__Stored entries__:
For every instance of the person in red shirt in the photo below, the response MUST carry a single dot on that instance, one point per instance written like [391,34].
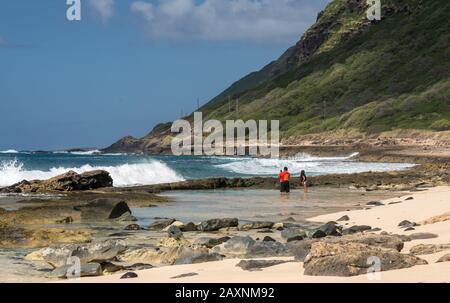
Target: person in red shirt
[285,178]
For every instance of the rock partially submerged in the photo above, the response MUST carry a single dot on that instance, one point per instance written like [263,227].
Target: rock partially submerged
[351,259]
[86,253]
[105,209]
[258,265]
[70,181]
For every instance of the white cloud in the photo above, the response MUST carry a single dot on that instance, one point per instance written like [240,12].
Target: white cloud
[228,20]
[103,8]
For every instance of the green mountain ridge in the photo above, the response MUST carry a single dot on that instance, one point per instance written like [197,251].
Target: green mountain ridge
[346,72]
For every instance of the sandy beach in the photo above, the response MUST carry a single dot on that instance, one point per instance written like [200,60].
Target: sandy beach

__TO DO__:
A reply should hold exactly the lines from the one containing "Target: rock partially submerged" through the end of the data above, nothing more.

__EXERCISE SOLUTION__:
Target: rock partially submerged
[351,259]
[86,253]
[105,209]
[258,265]
[70,181]
For every instance of the white cloud in the photo above, the response MUST carry a single dot on that instance, one point per instance written like [240,12].
Target: white cloud
[228,20]
[103,8]
For every instance of the green mountain ridge in the photo above, the response MUST carry a single dot on that instance, one point per instance written like [197,251].
Target: green mountain ridge
[346,72]
For every instance of the sandy beach in the photo above, the response MUST carry a single dot on that instance, one point per instance written like [200,60].
Target: sandy beach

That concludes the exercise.